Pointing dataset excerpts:
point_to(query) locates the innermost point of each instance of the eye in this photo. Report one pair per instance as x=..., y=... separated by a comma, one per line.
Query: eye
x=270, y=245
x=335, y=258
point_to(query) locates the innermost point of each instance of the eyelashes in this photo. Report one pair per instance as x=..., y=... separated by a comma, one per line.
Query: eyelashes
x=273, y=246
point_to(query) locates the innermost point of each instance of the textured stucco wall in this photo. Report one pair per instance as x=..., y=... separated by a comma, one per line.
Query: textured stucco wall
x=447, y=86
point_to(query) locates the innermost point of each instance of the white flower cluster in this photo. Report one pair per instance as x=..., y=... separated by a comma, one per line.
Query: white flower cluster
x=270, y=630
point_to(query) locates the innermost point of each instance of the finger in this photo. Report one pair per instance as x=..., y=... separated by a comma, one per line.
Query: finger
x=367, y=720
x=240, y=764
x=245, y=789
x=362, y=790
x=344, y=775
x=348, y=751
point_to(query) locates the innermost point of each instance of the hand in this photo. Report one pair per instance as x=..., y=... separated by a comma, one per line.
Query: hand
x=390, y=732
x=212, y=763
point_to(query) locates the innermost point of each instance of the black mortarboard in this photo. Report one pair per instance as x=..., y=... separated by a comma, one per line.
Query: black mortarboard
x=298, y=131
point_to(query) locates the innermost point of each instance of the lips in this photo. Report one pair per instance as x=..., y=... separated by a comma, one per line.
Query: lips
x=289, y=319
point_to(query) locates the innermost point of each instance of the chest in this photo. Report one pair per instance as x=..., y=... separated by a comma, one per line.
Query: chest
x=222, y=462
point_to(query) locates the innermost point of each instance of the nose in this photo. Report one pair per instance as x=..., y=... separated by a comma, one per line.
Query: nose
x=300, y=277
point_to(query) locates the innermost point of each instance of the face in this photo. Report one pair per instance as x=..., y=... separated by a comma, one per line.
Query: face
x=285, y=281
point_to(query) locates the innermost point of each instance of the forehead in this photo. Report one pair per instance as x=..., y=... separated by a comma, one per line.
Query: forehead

* Short exercise
Repeat, word for word, every line from the line that contains "of the nose" to the end of the entries; include both of those lines and no others.

* Completed exercise
point_to(query) locates the innermost point of each instance of the nose in this photo. Report one pair per instance as x=..., y=... separated by a comma, one per line.
Query: nose
x=300, y=277
point_to(query) locates the innermost point of each instance of the face in this photo. Report one pair per instance as x=..., y=... separated by a comma, one per line.
Query: face
x=285, y=281
point_to(query) locates the innermost point of each instance of the forehead in this photo. Report one pair per instance as x=..., y=... separated by a comma, one per line.
Query: forehead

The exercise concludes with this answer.